PROVIDED TEXT:
**********

It’s difficult to go anywhere online (and probably off) where people are talking about horses without having something come up about hind gut ulcers, symptoms and treatments. There are even commercial supplements out there, including from companies run by people who should know better. There is no such thing as ‘hindgut ulcer syndrome’ that is a correlate of gastric ulcer syndrome and certainly no cause that a supplement would correctly treat.
Tapeworms are a common cause of hindgut ulcers
It is not unusual today to hear people claiming that 60 to 65% of horses have hind gut ulcers. However, if you read medicine, surgery and pathology textbooks or the published literature there is no mention of this widespread hindgut ulcer disease. It isn’t even mentioned in the horse health articles for owners on the AAEP.org web site.
When ulceration (an open sore or erosion in the lining of the intestine) occurs it is inevitably linked to tapeworm (or bots in the stomach) attachment sites, migration and emergence of small or large Strongyle larvae, or exposure of the lining to NSAIDs, usually phenylbutazone, or some caustic substance like arsenic.
Severe inflammation secondary to pathogenic bacteria or extreme acidosis caused by grain overload or massive doses of pure fructan can also cause this but the entire lining of the organ is compromised and such horses are obviously very ill with fever, colic, diarrhea, sepsis and laminitis. Another potential but relatively rare cause of inflammation and erosion is autoimmune bowel disease.
You may read that this breakthrough finding of widespread colonic ulceration was made during a university autopsy study. In fact, it was a cursory inspection of the digestive tracts in a slaughter house by the owner of a supplement company. Any abnormality of the lining, regardless of size, depth, appearance, etc. was called an “ulcer”.

**********

[Referring expression data]
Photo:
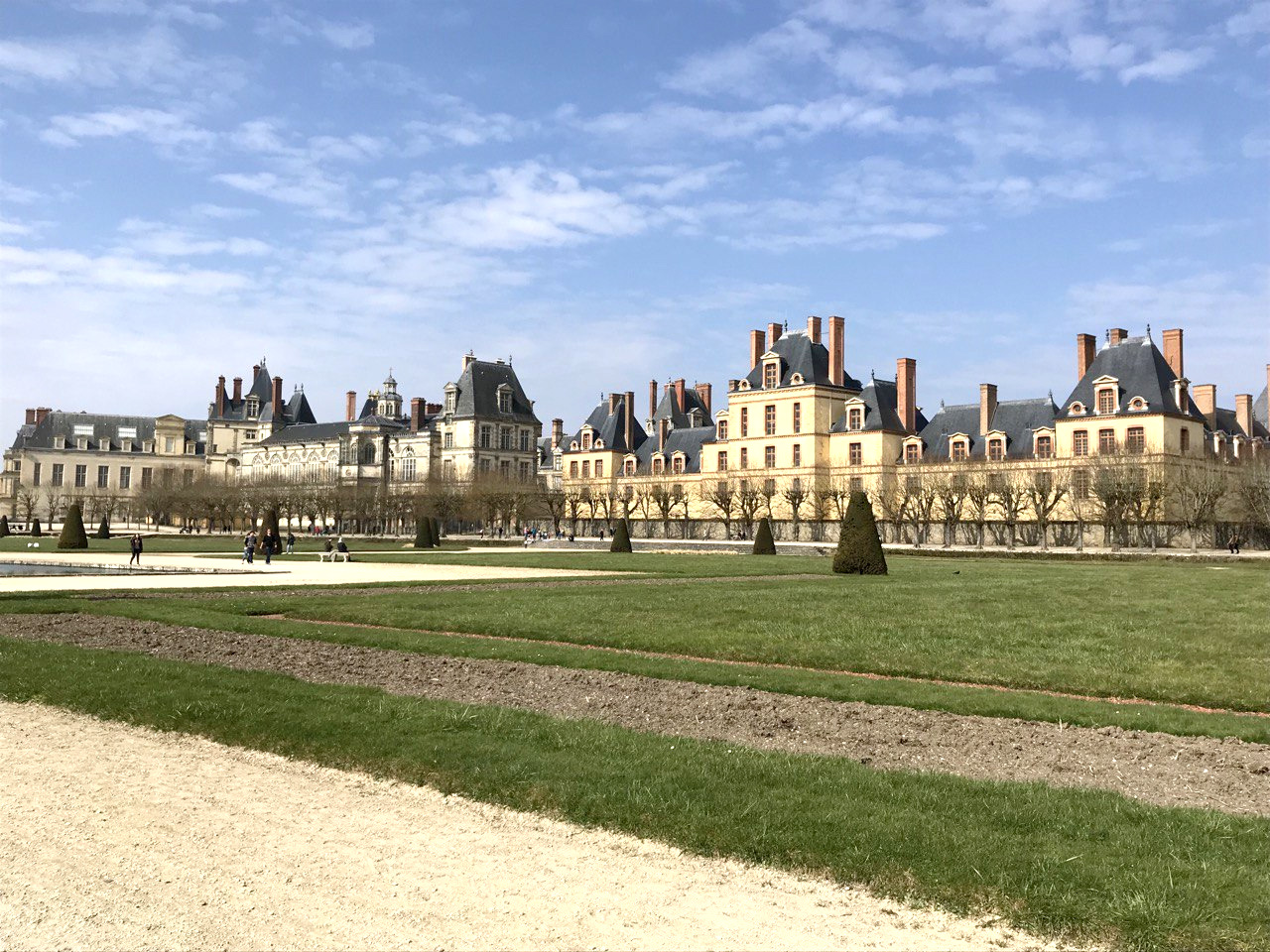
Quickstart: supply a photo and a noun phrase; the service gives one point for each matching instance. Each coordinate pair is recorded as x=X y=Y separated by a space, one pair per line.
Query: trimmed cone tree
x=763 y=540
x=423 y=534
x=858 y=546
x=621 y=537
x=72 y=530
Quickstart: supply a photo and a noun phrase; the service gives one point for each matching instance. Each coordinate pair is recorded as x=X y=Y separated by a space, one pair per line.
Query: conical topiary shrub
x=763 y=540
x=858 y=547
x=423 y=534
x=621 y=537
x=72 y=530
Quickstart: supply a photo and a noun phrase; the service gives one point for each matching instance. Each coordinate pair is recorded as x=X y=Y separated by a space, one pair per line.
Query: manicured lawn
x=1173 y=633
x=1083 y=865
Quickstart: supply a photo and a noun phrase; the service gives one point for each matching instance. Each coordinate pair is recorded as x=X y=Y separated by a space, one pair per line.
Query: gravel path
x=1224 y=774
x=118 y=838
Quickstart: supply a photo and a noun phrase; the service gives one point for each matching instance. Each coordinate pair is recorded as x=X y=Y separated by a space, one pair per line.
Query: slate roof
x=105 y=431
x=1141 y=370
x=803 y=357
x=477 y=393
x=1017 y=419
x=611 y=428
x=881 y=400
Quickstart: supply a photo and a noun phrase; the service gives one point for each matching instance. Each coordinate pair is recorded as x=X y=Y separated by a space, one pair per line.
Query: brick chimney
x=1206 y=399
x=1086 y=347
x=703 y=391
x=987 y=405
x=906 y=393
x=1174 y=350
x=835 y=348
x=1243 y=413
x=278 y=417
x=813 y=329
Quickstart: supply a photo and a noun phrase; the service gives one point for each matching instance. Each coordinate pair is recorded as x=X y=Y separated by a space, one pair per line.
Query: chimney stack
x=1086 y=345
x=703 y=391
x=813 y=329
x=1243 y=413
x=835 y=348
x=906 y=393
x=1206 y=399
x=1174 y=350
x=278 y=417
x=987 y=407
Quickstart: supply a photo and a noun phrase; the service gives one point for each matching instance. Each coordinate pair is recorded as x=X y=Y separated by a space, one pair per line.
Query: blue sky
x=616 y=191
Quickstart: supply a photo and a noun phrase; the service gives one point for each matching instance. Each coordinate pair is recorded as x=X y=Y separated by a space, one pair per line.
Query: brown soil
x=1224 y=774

**********

REQUIRED ACTIONS:
**A.** Repeat word for word the part of the hindgut ulcer article that opens with the words containing "It’s difficult to" and closes with "AAEP.org web site.".
**B.** Write what comes next in the hindgut ulcer article, picking up right after its final sentence.
These records have no connection to the hindgut ulcer article.

WRITTEN ANSWERS:
**A.**
It’s difficult to go anywhere online (and probably off) where people are talking about horses without having something come up about hind gut ulcers, symptoms and treatments. There are even commercial supplements out there, including from companies run by people who should know better. There is no such thing as ‘hindgut ulcer syndrome’ that is a correlate of gastric ulcer syndrome and certainly no cause that a supplement would correctly treat.
Tapeworms are a common cause of hindgut ulcers
It is not unusual today to hear people claiming that 60 to 65% of horses have hind gut ulcers. However, if you read medicine, surgery and pathology textbooks or the published literature there is no mention of this widespread hindgut ulcer disease. It isn’t even mentioned in the horse health articles for owners on the AAEP.org web site.

**B.**
No history was available on the horses, including phenylbutazone use, but it is well known that large doses are routinely used in slaughter horses in hopes of making them sound enough to bring better than killer price. No deworming history. No diet history. All horses below a certain age were called “performance horses” regardless of breed and lack of history. Presence of parasites was not recorded. No blood tests for drugs. No cultures for pathogenic bacteria. No pH/acidity testing. No microscopic sections (helpful because cell types give clues as to cause). No pathologist.
Intricately woven into this story of hind gut ulcers is the idea of colonic acidosis. As above, feeding very large amounts of grain or pure fructan can cause a cecal acidosis severe enough to damage the intestinal lining but it is also true you can feed as much as 6 lbs of whole barley, whose starch is poorly digested and passes into the large intestine, with no change in pH or digestive upset. As a general rule, pH has to get below 6 to cause damage to the intestinal lining as detected by increased bacterial products circulating in the blood. However, feeding as much as 13 lbs of sweet feed does not decrease pH below 6. In the fructan overload model the pH was below 4.
All horses with overload of rapidly fermentable, lactate yielding, carbohydrate in their hind gut have at the very least obvious “cow plop” diarrhea and are off feed.
Despite all this, even horses on predominantly or entirely hay diets are being diagnosed with hind gut ulcers based on vague and totally nonspecific symptoms such as not liking their flanks touched or dragging their toes. They are being treated with the goal of neutralizing acidity in their hind gut. Some are even given medications used to stop acid secretion in the stomach despite the fact there are no acid secreting cells in the hind gut. One extremely pricey supplement contains only low doses of ingredients that would be digested and absorbed before they reached the hind gut.
Disturbances of the hind gut/large intestine definitely exist but the correct treatment is to find the cause and correct it. Hind gut ulcers is not a real disease.